* [QUOTED PASSAGE]:
Will data be too cheap to meter?

Data acquisition for a site like CrunchBase may not carry the costs some assume.

CrunchBaseLast week at Strata I got into an argument with a journalist over the future of CrunchBase. His position was that we were just in a “pre-commercial” world, that creating the database required a reporter’s time, and so after the current aberration had passed we’d return to the old status quo where this kind of information was only available through paid services. I wasn’t so sure.

When I explain to people why the Big Data movement is important — why it’s a real change instead of a fad — I point to price as the fundamental difference between the old and new worlds. Until a few years ago, the state of the art for doing meaningful analysis of multi-gigabyte data sets was the data warehouse. These custom systems were very capable, but could easily cost millions of dollars. Today I can hire a hundred machine Hadoop cluster from Amazon for just $10 an hour, and process thousands of gigabytes a day.

This represents a massive discontinuity in price, and it’s why Big Data is so disruptive. Suddenly we can imagine a group of kids in their garage building Google-scale systems practically on pocket money. While the drop in the cost of data storage and transmission has been less dramatic, it has followed a steady downward trend over the decades. Now that processing has become cheap too, a whole universe of poverty-stricken hackers, academics, makers, reporters, and startups can do interesting things with massive data sets.

Why does this have to do with CrunchBase? The reporter had some implicit assumptions about the cost of the data collection process. He argued that it required extra effort from the journalists to create the additional value captured in the database. To paraphrase him: “It’s time they’d rather spend at home playing with their kids, and so we’ll end up compensating them for their work if we want them to continue producing it.” What I felt was missing from this is that CrunchBase might actually be just a side-effect of work they’d be doing even if it wasn’t released for public consumption.

* [DATASET ROWS]:
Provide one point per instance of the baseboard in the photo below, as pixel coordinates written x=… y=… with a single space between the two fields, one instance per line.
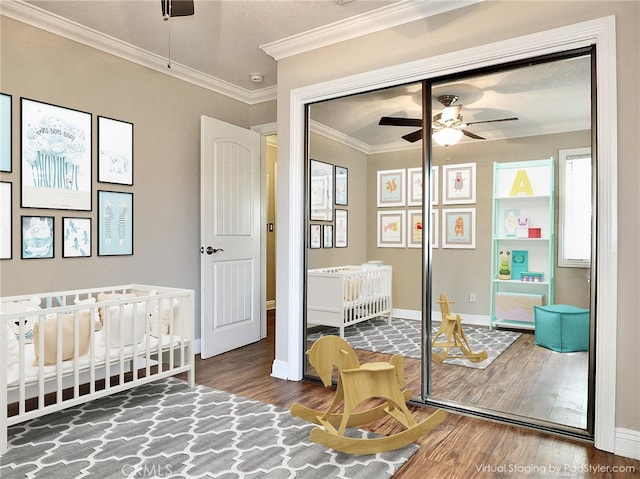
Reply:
x=627 y=443
x=471 y=319
x=280 y=369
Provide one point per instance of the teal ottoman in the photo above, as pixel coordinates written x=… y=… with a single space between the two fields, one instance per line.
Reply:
x=562 y=328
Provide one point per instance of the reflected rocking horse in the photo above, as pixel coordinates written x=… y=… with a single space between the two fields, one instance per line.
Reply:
x=451 y=329
x=356 y=384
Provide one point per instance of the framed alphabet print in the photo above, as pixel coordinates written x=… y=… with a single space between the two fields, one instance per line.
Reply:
x=115 y=223
x=55 y=157
x=37 y=237
x=391 y=188
x=459 y=184
x=5 y=132
x=115 y=151
x=391 y=229
x=76 y=235
x=459 y=228
x=6 y=220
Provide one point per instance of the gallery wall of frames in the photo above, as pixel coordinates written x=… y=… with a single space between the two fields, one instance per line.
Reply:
x=55 y=182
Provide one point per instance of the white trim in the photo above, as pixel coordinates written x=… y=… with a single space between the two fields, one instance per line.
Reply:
x=369 y=22
x=50 y=22
x=628 y=443
x=600 y=32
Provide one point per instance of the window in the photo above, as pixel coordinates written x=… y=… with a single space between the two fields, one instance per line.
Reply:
x=575 y=199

* [TASKS AND EXERCISES]:
1 – Please repeat the passage of the article on data costs from "When I explain" to "gigabytes a day.".
2 – Render this sentence from the article on data costs in Spanish: "This represents a massive discontinuity in price, and it's why Big Data is so disruptive."
3 – Answer these questions using the article on data costs.
(a) At what event did the author argue with a journalist?
(b) Until a few years ago, what was the state of the art for analyzing multi-gigabyte data sets?
(c) What hourly price does the author give for hiring a hundred-machine Hadoop cluster from Amazon?

* [ANSWERS FOR THE TASKS]:
1 –
When I explain to people why the Big Data movement is important — why it’s a real change instead of a fad — I point to price as the fundamental difference between the old and new worlds. Until a few years ago, the state of the art for doing meaningful analysis of multi-gigabyte data sets was the data warehouse. These custom systems were very capable, but could easily cost millions of dollars. Today I can hire a hundred machine Hadoop cluster from Amazon for just $10 an hour, and process thousands of gigabytes a day.

2 – Esto representa una enorme discontinuidad en el precio, y es por eso que el Big Data es tan disruptivo.

3 –
(a) Strata
(b) The data warehouse
(c) $10 an hour